> [CONSIGNES ET EXERCICES]
**1.** Pour chaque affirmation, dites si elle concorde avec le passage fourni, par oui ou par non, en citant exactement les mots décisifs du passage.
(a) Le passage porte sur la France et l'Allemagne.
(b) L'ouvrage de Matthew K. Gold cité dans le passage a été publié à Paris.
(c) Marie Puren est indiquée comme source de la publication.
**2.** Répondez brièvement aux questions suivantes à partir du passage fourni.
(a) Quelle période le titre couvre-t-il ?
(b) Chez quel éditeur l'ouvrage d'Alain Viala cité a-t-il paru ?
(c) Par qui la page a-t-elle été publiée ?

Jusqu'où va la littérature? Construire et déconstruire les frontières de la littérature en France et en Allemagne (XVIIIe-XXIe siècles)

Publié le par Perrine Coudurier (Source : Marie Puren)

Jusqu'où va la littérature?

Construire et déconstruire les frontières de la littérature en France et en Allemagne (XVIIIe-XXIe siècles)

 

Depuis le XVIIIème siècle, à mesure qu’elle s’établit en tant que champ autonome intellectuel, disciplinaire et institutionnel (Alain Viala, Naissance de l'écrivain : sociologie de la littérature à l'âge classique ? Paris : Ed. de Minuit, 1992) et jusqu’à aujourd’hui, au moment où une succession de bouleversements idéologiques et technologiques l’interpellent instamment (Matthew K. Gold, Debates in the Digital Humanities, Minneapolis: University of Minnesota Press, 2012), la littérature ne cesse de s’interroger elle-même ou d’être interrogée par d’autres disciplines voisines quant à sa place et à sa spécificité au sein du champ plus vaste des productions intellectuelles.

> [ENTRÉES FOURNIES]
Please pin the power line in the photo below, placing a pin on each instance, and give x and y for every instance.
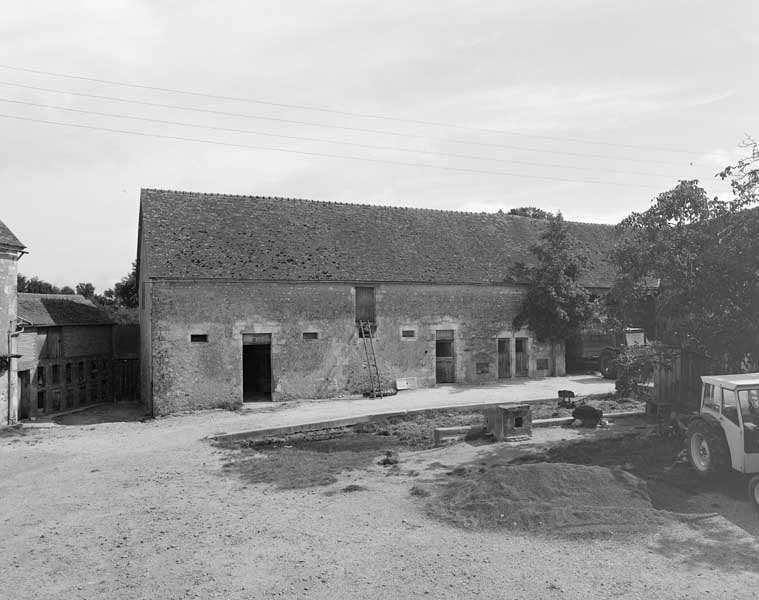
(324, 154)
(327, 141)
(342, 112)
(330, 126)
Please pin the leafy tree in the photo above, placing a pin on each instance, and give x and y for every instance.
(85, 289)
(125, 291)
(556, 306)
(701, 254)
(35, 285)
(530, 212)
(120, 302)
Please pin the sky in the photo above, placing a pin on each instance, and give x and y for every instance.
(588, 107)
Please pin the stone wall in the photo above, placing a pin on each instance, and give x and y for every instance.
(186, 375)
(8, 311)
(62, 368)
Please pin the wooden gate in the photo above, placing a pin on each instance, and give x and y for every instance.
(125, 381)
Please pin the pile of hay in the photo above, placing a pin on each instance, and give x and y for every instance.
(588, 501)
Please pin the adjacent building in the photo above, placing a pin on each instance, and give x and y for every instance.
(249, 298)
(11, 250)
(65, 347)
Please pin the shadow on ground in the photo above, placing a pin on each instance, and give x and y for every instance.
(117, 412)
(671, 482)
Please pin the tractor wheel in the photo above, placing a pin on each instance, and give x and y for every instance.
(707, 449)
(606, 365)
(753, 491)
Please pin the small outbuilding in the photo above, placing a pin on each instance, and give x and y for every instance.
(11, 250)
(65, 347)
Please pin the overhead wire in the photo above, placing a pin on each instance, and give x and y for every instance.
(328, 141)
(327, 155)
(332, 126)
(342, 112)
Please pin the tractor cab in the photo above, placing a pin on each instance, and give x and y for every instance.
(725, 432)
(733, 400)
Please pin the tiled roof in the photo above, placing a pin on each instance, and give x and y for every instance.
(48, 310)
(192, 235)
(7, 238)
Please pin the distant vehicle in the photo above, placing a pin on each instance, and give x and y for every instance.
(725, 432)
(601, 348)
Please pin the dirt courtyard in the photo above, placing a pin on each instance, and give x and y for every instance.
(130, 509)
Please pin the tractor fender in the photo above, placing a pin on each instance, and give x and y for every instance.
(711, 421)
(708, 419)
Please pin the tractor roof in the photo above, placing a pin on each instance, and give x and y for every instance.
(731, 382)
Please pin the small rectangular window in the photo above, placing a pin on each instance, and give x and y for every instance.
(709, 397)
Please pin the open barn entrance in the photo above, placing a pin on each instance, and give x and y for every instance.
(256, 367)
(445, 370)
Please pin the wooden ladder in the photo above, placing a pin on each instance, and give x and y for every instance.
(365, 328)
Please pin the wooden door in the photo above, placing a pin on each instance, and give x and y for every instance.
(504, 358)
(521, 363)
(445, 371)
(24, 400)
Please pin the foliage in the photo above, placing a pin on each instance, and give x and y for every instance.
(85, 289)
(35, 285)
(702, 252)
(556, 306)
(530, 212)
(125, 293)
(120, 302)
(635, 367)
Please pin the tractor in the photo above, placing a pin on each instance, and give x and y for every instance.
(725, 432)
(600, 348)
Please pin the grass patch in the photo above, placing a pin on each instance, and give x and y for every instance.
(292, 468)
(557, 499)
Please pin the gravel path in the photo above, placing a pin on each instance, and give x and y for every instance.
(143, 510)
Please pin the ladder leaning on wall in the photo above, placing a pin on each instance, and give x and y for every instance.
(365, 329)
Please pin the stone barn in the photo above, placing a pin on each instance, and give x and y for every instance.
(249, 298)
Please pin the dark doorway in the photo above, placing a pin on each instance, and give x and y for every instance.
(24, 401)
(445, 371)
(256, 367)
(521, 368)
(504, 358)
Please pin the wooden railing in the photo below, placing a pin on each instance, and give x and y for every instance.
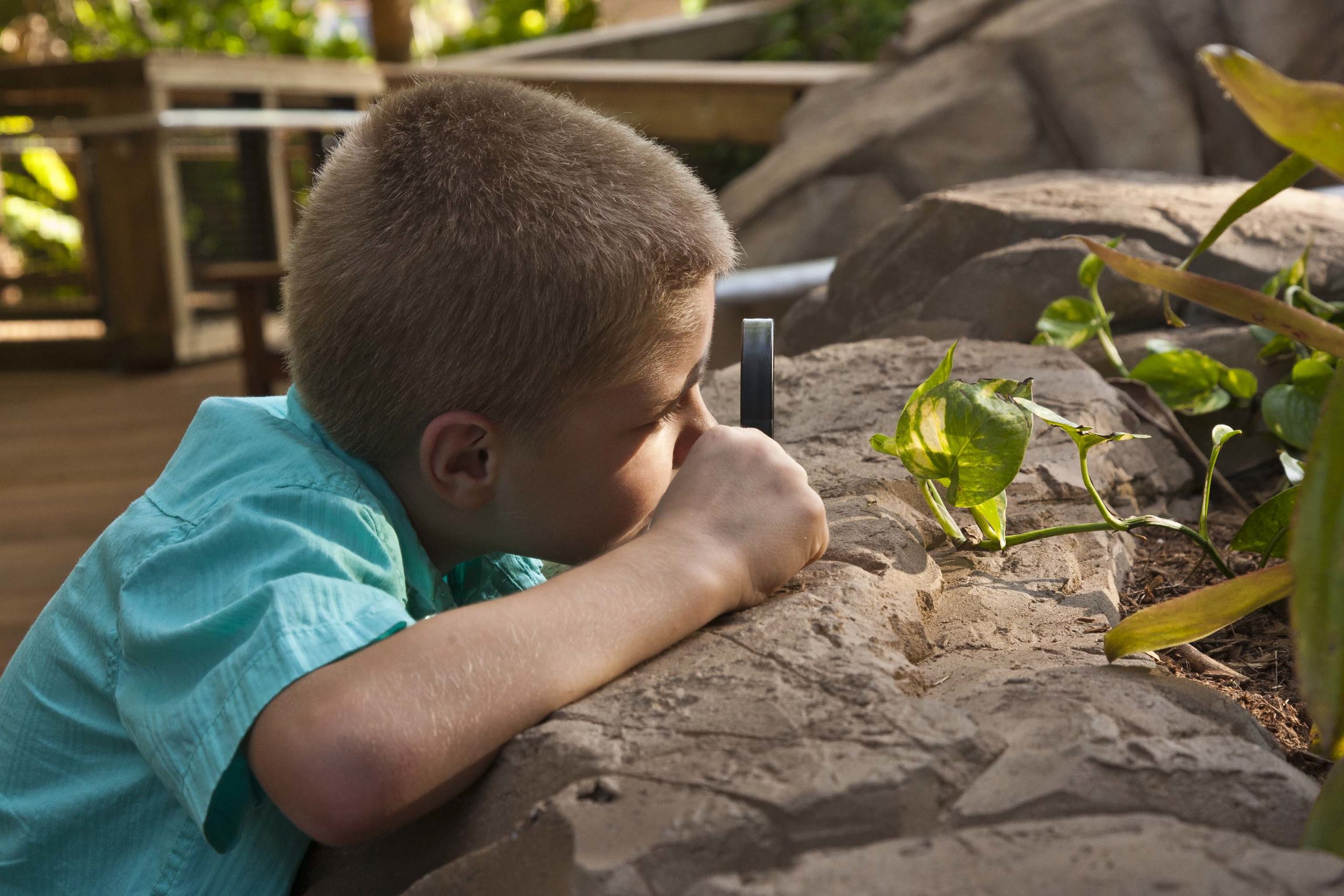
(128, 119)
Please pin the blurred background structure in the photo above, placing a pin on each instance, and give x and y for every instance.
(148, 150)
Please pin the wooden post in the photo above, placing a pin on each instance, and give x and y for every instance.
(393, 31)
(136, 234)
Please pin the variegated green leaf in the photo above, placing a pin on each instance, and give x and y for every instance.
(1304, 116)
(992, 519)
(1198, 613)
(971, 436)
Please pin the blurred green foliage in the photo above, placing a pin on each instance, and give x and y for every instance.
(832, 31)
(101, 29)
(38, 210)
(105, 29)
(511, 20)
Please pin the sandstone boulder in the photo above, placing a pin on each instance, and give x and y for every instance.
(980, 89)
(898, 703)
(984, 261)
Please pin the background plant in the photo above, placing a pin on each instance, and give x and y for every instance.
(1307, 119)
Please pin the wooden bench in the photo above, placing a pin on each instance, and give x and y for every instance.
(250, 282)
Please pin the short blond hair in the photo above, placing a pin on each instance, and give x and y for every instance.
(479, 245)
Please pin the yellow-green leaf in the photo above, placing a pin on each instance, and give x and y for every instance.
(1304, 116)
(1244, 304)
(992, 519)
(1199, 613)
(50, 171)
(1316, 553)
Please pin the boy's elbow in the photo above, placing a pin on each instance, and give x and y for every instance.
(334, 787)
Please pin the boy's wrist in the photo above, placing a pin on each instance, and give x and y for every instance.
(711, 571)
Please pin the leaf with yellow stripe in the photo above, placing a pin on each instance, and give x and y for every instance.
(1199, 613)
(1319, 559)
(1304, 116)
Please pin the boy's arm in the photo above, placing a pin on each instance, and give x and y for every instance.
(366, 745)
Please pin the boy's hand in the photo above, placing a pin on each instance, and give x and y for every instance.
(742, 501)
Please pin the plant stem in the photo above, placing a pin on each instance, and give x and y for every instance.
(940, 512)
(1209, 486)
(1104, 335)
(1107, 513)
(1126, 525)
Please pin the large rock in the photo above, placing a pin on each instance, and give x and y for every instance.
(984, 260)
(979, 89)
(1107, 856)
(897, 700)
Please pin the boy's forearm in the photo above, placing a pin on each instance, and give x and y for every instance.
(395, 726)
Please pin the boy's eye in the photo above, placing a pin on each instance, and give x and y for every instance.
(670, 413)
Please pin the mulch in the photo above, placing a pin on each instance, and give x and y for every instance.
(1258, 647)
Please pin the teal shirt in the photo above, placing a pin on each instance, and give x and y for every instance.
(261, 554)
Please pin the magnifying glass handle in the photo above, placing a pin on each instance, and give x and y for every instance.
(759, 374)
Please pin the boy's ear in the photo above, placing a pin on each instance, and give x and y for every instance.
(460, 458)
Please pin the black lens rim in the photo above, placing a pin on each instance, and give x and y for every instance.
(759, 374)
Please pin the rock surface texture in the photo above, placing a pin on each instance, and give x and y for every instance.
(985, 260)
(902, 718)
(982, 89)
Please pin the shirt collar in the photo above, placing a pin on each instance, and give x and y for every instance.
(420, 571)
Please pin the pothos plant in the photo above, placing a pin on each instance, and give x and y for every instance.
(970, 438)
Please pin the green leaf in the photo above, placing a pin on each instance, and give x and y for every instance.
(992, 519)
(1265, 525)
(50, 171)
(1278, 179)
(1070, 321)
(970, 434)
(1240, 382)
(1292, 468)
(1244, 304)
(1187, 381)
(1318, 609)
(886, 444)
(1198, 613)
(1304, 116)
(1314, 375)
(1326, 823)
(1290, 414)
(1081, 434)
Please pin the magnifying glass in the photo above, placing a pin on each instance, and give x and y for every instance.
(759, 374)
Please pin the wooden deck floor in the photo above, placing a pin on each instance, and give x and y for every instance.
(76, 449)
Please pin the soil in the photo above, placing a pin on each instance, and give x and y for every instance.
(1258, 647)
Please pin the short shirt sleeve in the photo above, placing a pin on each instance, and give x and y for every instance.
(264, 590)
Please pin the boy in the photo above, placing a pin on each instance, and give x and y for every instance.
(500, 305)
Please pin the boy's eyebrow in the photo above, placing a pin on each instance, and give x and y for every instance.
(697, 373)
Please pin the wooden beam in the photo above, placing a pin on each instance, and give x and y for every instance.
(393, 31)
(687, 101)
(722, 33)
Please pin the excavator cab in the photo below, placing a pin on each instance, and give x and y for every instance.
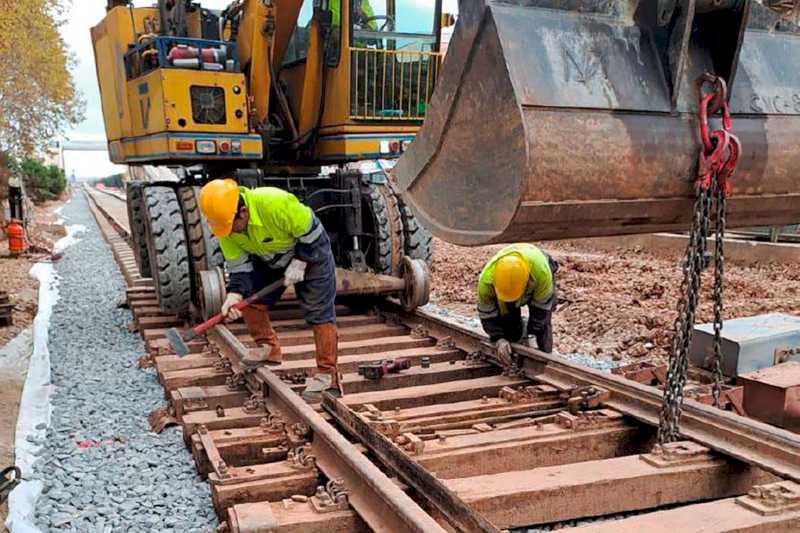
(359, 74)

> [CORRIGÉ DES EXERCICES]
**1.**
(a) Oui : « en France et en Allemagne ».
(b) Non : « Minneapolis: University of Minnesota Press, 2012 ».
(c) Oui : « Source : Marie Puren ».

**2.**
(a) Du XVIIIe au XXIe siècle.
(b) Aux Éditions de Minuit.
(c) Par Perrine Coudurier.